■ Instructions to follow:
Below are records to be copied exactly; their pictures are to be omitted.

Region pointing data
★ ★ ★ ★ ★

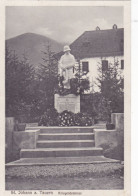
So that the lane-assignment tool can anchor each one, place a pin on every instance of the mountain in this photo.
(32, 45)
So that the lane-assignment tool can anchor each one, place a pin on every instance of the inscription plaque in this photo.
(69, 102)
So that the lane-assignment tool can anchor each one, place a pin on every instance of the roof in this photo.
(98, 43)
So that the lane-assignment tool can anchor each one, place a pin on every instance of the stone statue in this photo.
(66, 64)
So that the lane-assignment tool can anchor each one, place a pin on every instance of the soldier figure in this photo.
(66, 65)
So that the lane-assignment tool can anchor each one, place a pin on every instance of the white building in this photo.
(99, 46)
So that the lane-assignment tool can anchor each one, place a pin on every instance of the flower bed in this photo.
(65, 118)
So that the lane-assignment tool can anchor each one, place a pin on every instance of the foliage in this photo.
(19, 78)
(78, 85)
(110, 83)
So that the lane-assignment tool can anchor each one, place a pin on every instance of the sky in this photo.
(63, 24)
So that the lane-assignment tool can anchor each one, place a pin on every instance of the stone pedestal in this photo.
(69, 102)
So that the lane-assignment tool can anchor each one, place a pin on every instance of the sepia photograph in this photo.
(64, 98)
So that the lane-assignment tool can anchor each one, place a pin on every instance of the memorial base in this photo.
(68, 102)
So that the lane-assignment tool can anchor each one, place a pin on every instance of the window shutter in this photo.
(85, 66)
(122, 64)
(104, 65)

★ ★ ★ ★ ★

■ Solution to the problem:
So that the lane-assignment tool can anchor each one, place a pin on every instance of the mountain in this photo.
(32, 45)
So that the lane-assignment tool can anchor each one, place a pin on every instance of the inscription plaque in this photo.
(69, 102)
So that the lane-assignment tool can anchor each one, place a pin on every instance of the roof in this photo.
(98, 43)
So that the lane-assignment tool can anchor each one, place a pin on every instance of the stone statue in this photo.
(66, 64)
So that the lane-assignment tool can anchor each one, place a pin on every instance of the soldier figure in this photo.
(66, 65)
So that the lane-assignment tool can anchor each one, place a pin on every instance of the white building in this photo.
(99, 46)
So that the lane-assignment tool can anchor each one, place a pin on every instance of the flower bed in this photo.
(65, 118)
So that the lane-assignment tool can anchor each one, place a pin on every instance of the foliage in this photo.
(19, 78)
(78, 85)
(110, 83)
So that the lane-assignment tool can anchor each one, place a pin on every instance of the sky in this photo.
(63, 24)
So that the lane-assignment tool can anchor each one, place a pin on every instance of the stone pedestal in this photo.
(69, 102)
So that the lane-assignment tool can anchor each one, place a pin on every instance of the sepia photograph in this photo.
(64, 98)
So that the lane-assignment tool can anchor each one, place a pin on every instance of the memorial base in this photo.
(68, 102)
So that the lane-assignment tool can anchor each one, place a pin on every instance of the window shutter in this photo.
(85, 66)
(122, 64)
(104, 65)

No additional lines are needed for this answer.